▸ **ASSIGNMENT**
Please write out all of the data below exactly, without including the pictures.

■ ■ ■ ■ ■ ■ ■

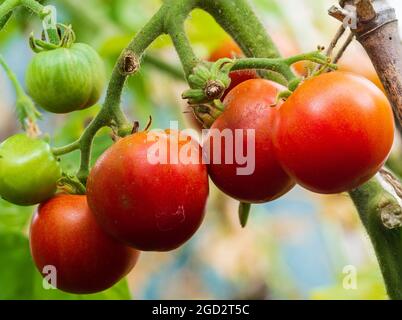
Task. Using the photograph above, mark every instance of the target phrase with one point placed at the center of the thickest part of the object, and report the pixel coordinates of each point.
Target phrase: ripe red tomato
(150, 206)
(248, 106)
(64, 234)
(229, 49)
(334, 132)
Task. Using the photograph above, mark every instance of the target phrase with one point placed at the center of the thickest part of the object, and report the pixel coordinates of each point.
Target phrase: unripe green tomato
(66, 79)
(28, 170)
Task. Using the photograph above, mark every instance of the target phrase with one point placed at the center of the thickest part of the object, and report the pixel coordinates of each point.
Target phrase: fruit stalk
(381, 215)
(377, 31)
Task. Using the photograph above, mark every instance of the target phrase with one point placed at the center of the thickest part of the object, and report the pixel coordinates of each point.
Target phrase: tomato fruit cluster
(63, 80)
(325, 137)
(229, 49)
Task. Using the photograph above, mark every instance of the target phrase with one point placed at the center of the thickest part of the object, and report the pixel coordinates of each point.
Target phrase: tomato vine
(371, 199)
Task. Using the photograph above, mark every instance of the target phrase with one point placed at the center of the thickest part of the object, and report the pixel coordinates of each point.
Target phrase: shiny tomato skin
(334, 132)
(249, 106)
(151, 207)
(229, 49)
(65, 234)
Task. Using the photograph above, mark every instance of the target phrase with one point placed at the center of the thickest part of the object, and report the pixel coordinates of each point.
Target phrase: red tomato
(64, 234)
(230, 49)
(248, 106)
(151, 207)
(334, 132)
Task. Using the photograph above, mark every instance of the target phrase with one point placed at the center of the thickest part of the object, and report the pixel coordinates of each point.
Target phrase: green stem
(163, 66)
(4, 19)
(66, 149)
(33, 5)
(374, 203)
(111, 113)
(238, 19)
(8, 6)
(25, 107)
(178, 12)
(276, 65)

■ ■ ■ ■ ■ ■ ■

▸ **EXERCISE SOLUTION**
Task. Using the photograph above, mark every instance of the target phrase with one point placed at the center of the thickest part of the object, and report the pixel coordinates of each point.
Target phrase: ripe red tomato
(150, 206)
(248, 106)
(64, 234)
(229, 49)
(334, 132)
Task. Using the photograph above, mark every instance of the target phrase with one point placed at the center of the thickest part of the object, and report the pixel coordinates of each point.
Target phrase: unripe green tomato
(66, 79)
(28, 170)
Task. Using the photograph above, mark every instance of the target phrase with one point placed at the center of the thickest part of the object, and report the pixel coordinates of each point.
Target phrase: fruit stalk
(381, 215)
(377, 31)
Task. Using the photograph above, mark every instance of the target phrase with one point placed at the center of the thickest part of the object, and report the pixel coordinates of each point.
Target phrase: tomato fruit cluster
(63, 80)
(325, 137)
(229, 49)
Task. Using the photograph above, mark every instance of the target phrase with one point placed at the center of the thickest part of the object, and report the pixel coordinates of each point.
Target phrase: tomato vine
(371, 199)
Task. Using the photograph above, mark every instance of the target phrase with one point placed at the center of the thickest part of the object, and report the pixel coordinates of each point.
Target phrase: shiny tomato skin
(334, 132)
(249, 106)
(151, 207)
(229, 49)
(65, 234)
Task. Using the photograph above, mark every instance of the target phrase with one point placed at the center of the thickest part of the object, and report the pixel coordinates of each point.
Target phrase: red tomato
(64, 234)
(230, 49)
(248, 106)
(151, 207)
(334, 132)
Task. Using the photograph above, mark every instance of the target phrase with one point placed at the center of the thickest part of the object, and report the pixel coordinates of each point.
Target phrase: green stem
(163, 66)
(4, 19)
(66, 149)
(33, 5)
(374, 203)
(111, 113)
(238, 19)
(8, 6)
(25, 107)
(178, 12)
(276, 65)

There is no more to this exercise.